→ PROBLEM
Rewrite the stretch from the start of the records through the line containing "(1186, 563)", keeping the requests, and shift each answer coordinate by adding 13 to both of its numbers. Leave the requests and their format samples unchanged.

→ DATA TO PROCESS
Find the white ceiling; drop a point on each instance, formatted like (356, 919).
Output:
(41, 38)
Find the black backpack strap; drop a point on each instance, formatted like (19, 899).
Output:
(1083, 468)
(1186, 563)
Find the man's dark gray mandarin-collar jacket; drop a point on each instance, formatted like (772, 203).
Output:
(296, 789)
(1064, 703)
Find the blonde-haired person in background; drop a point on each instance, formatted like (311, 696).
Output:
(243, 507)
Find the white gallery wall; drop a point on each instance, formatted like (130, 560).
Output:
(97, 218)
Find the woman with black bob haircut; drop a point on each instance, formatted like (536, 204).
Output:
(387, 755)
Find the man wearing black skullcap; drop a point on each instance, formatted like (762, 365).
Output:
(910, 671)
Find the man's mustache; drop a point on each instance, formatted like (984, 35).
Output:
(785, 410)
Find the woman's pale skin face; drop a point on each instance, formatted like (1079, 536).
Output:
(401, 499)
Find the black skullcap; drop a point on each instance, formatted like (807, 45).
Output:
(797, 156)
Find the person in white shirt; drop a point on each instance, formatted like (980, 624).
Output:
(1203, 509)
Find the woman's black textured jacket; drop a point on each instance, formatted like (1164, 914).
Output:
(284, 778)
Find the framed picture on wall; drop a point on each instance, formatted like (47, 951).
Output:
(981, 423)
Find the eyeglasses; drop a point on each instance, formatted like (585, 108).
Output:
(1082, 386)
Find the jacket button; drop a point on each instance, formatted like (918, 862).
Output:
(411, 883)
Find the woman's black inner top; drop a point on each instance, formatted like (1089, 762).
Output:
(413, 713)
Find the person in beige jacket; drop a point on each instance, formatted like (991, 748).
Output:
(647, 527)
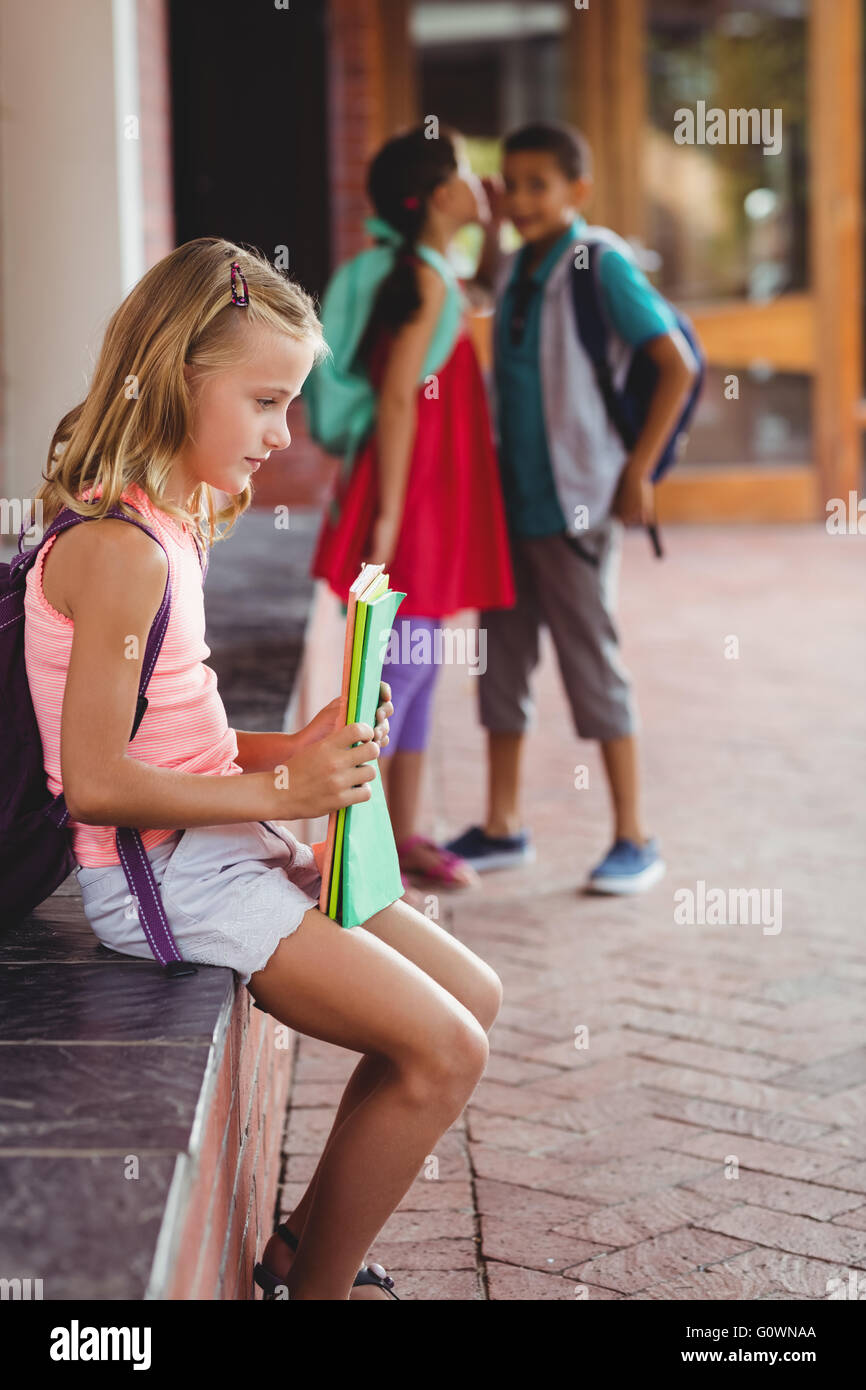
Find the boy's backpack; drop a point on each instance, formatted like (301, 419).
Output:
(338, 395)
(628, 405)
(35, 848)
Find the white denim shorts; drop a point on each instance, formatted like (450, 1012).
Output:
(231, 894)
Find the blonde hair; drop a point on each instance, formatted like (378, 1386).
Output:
(136, 414)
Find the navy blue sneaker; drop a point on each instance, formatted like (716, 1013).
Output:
(484, 851)
(627, 868)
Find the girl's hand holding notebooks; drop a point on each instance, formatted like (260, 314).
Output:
(331, 773)
(332, 716)
(360, 869)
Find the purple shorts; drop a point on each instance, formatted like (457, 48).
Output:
(412, 684)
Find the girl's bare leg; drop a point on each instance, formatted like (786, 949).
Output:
(456, 969)
(355, 990)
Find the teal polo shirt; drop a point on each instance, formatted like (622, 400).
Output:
(637, 313)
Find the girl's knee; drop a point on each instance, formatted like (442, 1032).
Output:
(489, 1000)
(452, 1064)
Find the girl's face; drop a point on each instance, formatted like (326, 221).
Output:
(239, 413)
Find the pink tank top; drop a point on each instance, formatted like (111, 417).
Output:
(185, 724)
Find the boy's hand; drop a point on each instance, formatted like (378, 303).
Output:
(634, 501)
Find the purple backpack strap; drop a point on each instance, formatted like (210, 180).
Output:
(129, 847)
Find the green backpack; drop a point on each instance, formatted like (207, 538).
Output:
(338, 396)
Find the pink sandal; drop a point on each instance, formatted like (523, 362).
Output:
(445, 869)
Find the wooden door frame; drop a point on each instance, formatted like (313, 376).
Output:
(818, 331)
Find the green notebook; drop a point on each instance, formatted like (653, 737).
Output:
(366, 872)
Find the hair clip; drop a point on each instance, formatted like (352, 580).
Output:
(237, 298)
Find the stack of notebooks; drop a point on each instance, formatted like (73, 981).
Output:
(360, 868)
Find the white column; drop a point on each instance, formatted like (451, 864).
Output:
(71, 234)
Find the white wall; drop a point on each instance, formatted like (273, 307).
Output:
(71, 238)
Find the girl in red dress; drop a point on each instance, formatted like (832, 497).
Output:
(423, 495)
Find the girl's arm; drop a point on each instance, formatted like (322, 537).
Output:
(396, 409)
(114, 578)
(259, 752)
(480, 289)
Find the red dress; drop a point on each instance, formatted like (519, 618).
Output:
(452, 549)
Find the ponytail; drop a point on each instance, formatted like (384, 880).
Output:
(401, 181)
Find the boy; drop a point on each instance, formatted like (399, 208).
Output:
(569, 487)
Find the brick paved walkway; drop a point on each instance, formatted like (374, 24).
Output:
(709, 1141)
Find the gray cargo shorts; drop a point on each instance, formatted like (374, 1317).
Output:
(567, 584)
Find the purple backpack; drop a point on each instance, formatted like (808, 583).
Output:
(35, 844)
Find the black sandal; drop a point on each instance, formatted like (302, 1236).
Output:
(268, 1282)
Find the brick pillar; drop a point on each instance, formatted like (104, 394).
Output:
(356, 107)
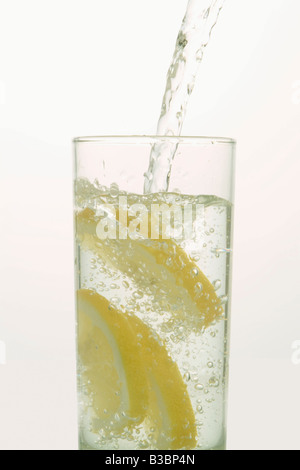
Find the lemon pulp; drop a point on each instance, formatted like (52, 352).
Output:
(130, 374)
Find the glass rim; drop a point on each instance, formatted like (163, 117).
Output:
(133, 139)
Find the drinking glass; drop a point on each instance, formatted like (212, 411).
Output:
(153, 290)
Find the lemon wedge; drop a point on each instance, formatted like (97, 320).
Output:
(129, 373)
(153, 265)
(109, 359)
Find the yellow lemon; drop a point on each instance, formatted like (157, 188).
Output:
(129, 373)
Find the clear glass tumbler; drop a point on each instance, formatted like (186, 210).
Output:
(153, 280)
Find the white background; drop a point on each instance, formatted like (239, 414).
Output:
(89, 67)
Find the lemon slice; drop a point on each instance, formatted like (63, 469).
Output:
(109, 359)
(129, 373)
(170, 414)
(153, 265)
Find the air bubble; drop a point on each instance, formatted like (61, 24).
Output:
(187, 376)
(195, 272)
(199, 288)
(114, 190)
(217, 284)
(138, 295)
(199, 387)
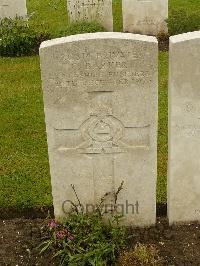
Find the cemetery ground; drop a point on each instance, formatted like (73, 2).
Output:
(25, 189)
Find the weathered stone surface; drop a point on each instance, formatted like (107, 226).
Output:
(145, 16)
(184, 128)
(12, 8)
(100, 97)
(91, 10)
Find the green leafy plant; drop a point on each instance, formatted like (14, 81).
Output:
(17, 38)
(181, 21)
(86, 238)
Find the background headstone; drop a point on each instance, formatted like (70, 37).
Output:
(91, 10)
(184, 128)
(100, 98)
(12, 8)
(145, 16)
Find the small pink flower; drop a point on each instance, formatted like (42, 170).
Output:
(52, 224)
(71, 237)
(61, 234)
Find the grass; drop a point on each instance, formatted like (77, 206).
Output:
(24, 170)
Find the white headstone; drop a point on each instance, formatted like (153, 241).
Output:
(184, 129)
(145, 16)
(12, 8)
(100, 98)
(91, 10)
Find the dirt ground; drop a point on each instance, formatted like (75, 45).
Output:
(20, 237)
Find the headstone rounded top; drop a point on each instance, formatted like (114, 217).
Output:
(98, 35)
(185, 36)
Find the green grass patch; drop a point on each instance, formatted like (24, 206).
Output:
(24, 167)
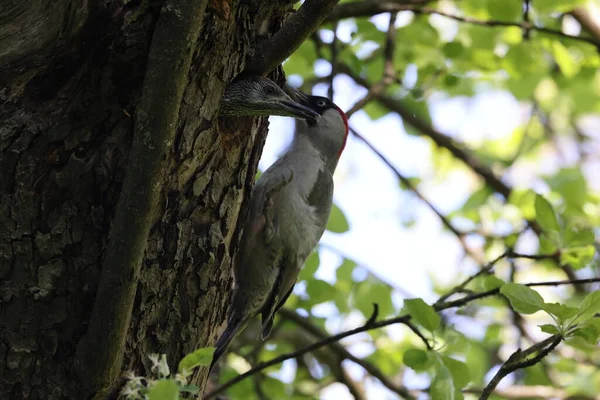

→ RESPONSE
Find the white ceiling; drop a point on each instance, formatted like (356, 919).
Output:
(54, 51)
Find the black backpack strap; drop a point on each instance, formatted like (19, 899).
Output:
(1096, 481)
(1199, 576)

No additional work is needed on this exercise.